• Extracted text
↓↓↓

The encoder reduces spatial resolution while increasing channel depth:

[B, 3, 64, 64]
-> [B, 32, 32, 32]
-> [B, 64, 16, 16]
-> [B, 128, 8, 8]

The decoder reverses this process:

[B, 128, 8, 8]
-> [B, 64, 16, 16]
-> [B, 32, 32, 32]
-> [B, 3, 64, 64]

A minimal convolutional autoencoder in PyTorch:

import torch
from torch import nn

class ConvAutoencoder(nn.Module):
    def __init__(self):
        super().__init__()

        self.encoder = nn.Sequential(
            nn.Conv2d(3, 32, kernel_size=4, stride=2, padding=1),
            nn.ReLU(),
            nn.Conv2d(32, 64, kernel_size=4, stride=2, padding=1),
            nn.ReLU(),
            nn.Conv2d(64, 128, kernel_size=4, stride=2, padding=1),
            nn.ReLU(),
        )

        self.decoder = nn.Sequential(
            nn.ConvTranspose2d(128, 64, kernel_size=4, stride=2, padding=1),
            nn.ReLU(),
            nn.ConvTranspose2d(64, 32, kernel_size=4, stride=2, padding=1),
            nn.ReLU(),
            nn.ConvTranspose2d(32, 3, kernel_size=4, stride=2, padding=1),
            nn.Sigmoid(),
        )

    def forward(self, x):
        z = self.encoder(x)
        x_hat = self.decoder(z)
        return x_hat, z

For inputs of shape [B, 3, 64, 64], this model produces a latent feature map of shape [B, 128, 8, 8]. The decoder reconstructs an image of the original shape.

The final Sigmoid is appropriate when pixels are scaled to the interval $[0,1]$ . If images are standardized to have negative and positive values, a linear output or Tanh may be more suitable.

Choosing the Latent Dimension

The latent dimension controls the tradeoff between compression and reconstruction.

A smaller latent dimension gives stronger compression. It may encourage the model to learn abstract factors, but it may also discard useful detail.

A larger latent dimension gives better reconstruction. It may preserve more information, but it may also allow the model to memorize or copy inputs.

In practice, one often trains models with several latent dimensions and compares reconstruction quality, downstream performance, and embedding structure.

↑↑↑

• What you need to do
1. Rewrite the portion of the autoencoder text between "x_hat = self.decoder(z)" and "discard useful detail.", inclusive, putting "dimensionality reduction" wherever "compression" appears.
2. Extend the text on convolutional autoencoders with the passage that would follow its final sentence.

• Information supplied
↓↓↓

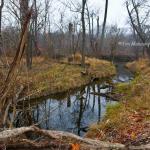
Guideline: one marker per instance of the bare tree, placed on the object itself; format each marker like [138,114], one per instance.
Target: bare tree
[83,32]
[139,23]
[1,7]
[104,25]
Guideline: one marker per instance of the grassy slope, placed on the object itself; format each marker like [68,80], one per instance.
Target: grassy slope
[48,77]
[129,121]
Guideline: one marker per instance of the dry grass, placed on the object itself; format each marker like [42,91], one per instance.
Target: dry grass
[129,121]
[48,77]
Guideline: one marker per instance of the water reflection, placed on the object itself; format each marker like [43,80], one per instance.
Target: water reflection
[75,113]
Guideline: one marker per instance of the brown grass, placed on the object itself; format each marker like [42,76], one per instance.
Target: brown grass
[129,121]
[49,77]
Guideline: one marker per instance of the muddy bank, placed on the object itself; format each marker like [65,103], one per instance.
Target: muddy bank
[128,122]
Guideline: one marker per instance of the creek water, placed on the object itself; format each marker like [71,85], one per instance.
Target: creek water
[75,112]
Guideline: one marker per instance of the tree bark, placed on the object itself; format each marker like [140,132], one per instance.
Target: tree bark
[1,43]
[104,26]
[83,32]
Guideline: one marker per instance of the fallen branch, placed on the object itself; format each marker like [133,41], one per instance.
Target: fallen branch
[8,135]
[105,95]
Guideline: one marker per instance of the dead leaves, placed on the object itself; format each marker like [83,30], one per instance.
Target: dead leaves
[75,147]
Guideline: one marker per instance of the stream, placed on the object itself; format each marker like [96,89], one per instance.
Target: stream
[75,112]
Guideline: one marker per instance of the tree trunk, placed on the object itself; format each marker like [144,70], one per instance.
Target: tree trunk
[104,26]
[83,32]
[1,43]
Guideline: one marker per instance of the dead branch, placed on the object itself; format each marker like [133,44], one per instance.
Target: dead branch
[8,135]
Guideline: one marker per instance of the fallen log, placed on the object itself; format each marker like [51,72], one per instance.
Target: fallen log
[85,143]
[105,95]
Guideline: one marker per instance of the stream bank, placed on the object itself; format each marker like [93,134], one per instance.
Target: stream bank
[74,112]
[129,121]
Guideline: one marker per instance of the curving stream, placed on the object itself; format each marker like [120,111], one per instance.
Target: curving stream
[77,111]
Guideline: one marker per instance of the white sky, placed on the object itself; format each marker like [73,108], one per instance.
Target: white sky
[117,13]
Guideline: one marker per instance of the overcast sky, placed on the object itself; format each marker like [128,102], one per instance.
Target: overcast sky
[117,13]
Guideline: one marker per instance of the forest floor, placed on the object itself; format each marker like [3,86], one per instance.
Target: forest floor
[128,122]
[50,77]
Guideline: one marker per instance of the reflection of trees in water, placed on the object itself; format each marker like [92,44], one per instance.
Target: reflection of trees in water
[74,114]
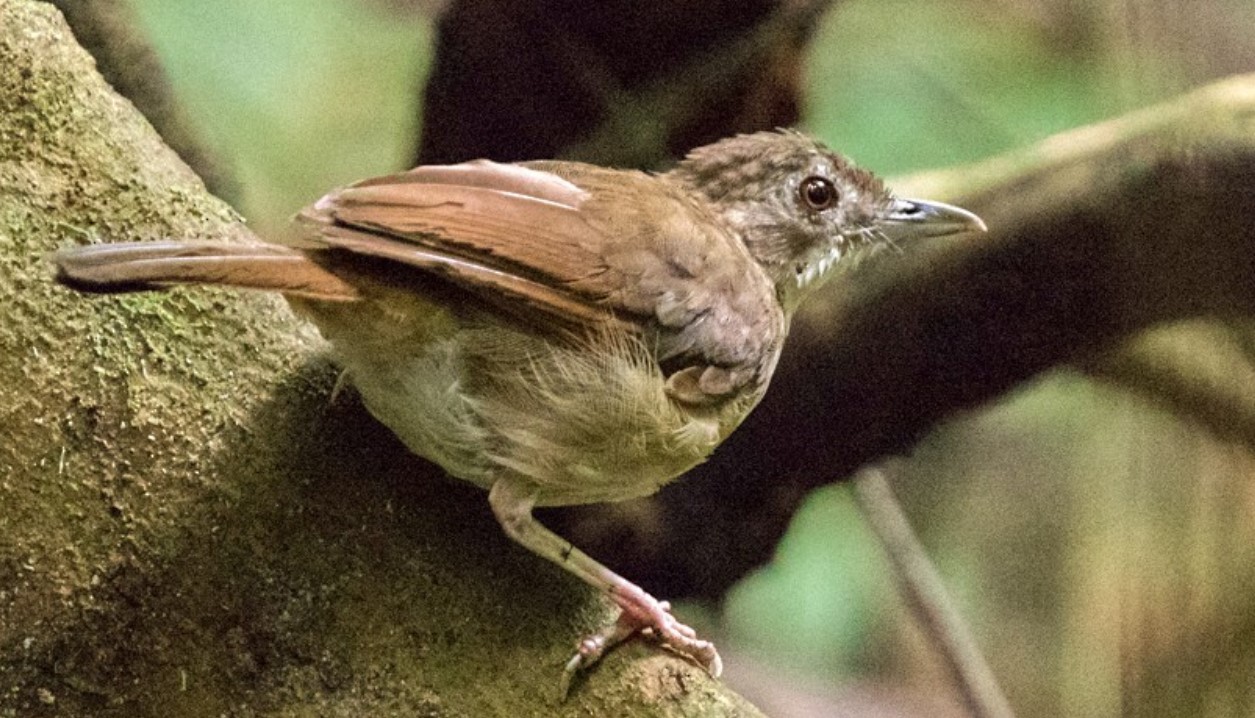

↑↑↑

• Expected outputs
1.
x_hat = self.decoder(z)
        return x_hat, z

For inputs of shape [B, 3, 64, 64], this model produces a latent feature map of shape [B, 128, 8, 8]. The decoder reconstructs an image of the original shape.

The final Sigmoid is appropriate when pixels are scaled to the interval $[0,1]$ . If images are standardized to have negative and positive values, a linear output or Tanh may be more suitable.

Choosing the Latent Dimension

The latent dimension controls the tradeoff between dimensionality reduction and reconstruction.

A smaller latent dimension gives stronger dimensionality reduction. It may encourage the model to learn abstract factors, but it may also discard useful detail.

2.
For example:

Latent dimension	Expected behavior
2	Useful for visualization, often poor reconstruction
16	Strong compression, coarse structure
64	Moderate compression, better detail
256	Weak compression, high reconstruction quality
1024	May approach identity mapping for simple data

There is no universally correct latent dimension. It depends on the intrinsic complexity of the data and the purpose of the representation.

Failure Modes

Dimensionality reduction can fail in several ways.

The latent space may preserve the wrong information. If the reconstruction loss rewards low-level detail, the encoder may preserve texture while discarding semantic structure.

The decoder may be too powerful. A strong decoder can sometimes reconstruct plausible outputs while relying weakly on the latent code. This issue appears strongly in some probabilistic autoencoders.

The latent space may be discontinuous. Nearby points in latent space may decode to very different outputs, making interpolation poor.

The model may memorize. If the dataset is small and the model is large, the autoencoder may learn training examples without discovering reusable structure.

The bottleneck may be too severe. If the latent dimension is too small, the reconstruction may blur, collapse, or lose important factors.

These failures are diagnosed by reconstruction error, held-out validation loss, latent visualization, interpolation tests, nearest-neighbor retrieval, and downstream task evaluation.

Summary

Dimensionality reduction maps high-dimensional data to a lower-dimensional representation. In deep learning, this representation is usually learned by an encoder. An autoencoder adds a decoder and trains the representation by reconstructing the input.

Linear dimensionality reduction leads to PCA. Nonlinear dimensionality reduction leads naturally to autoencoders. The latent representation can support compression, visualization, retrieval, denoising, and generative modeling.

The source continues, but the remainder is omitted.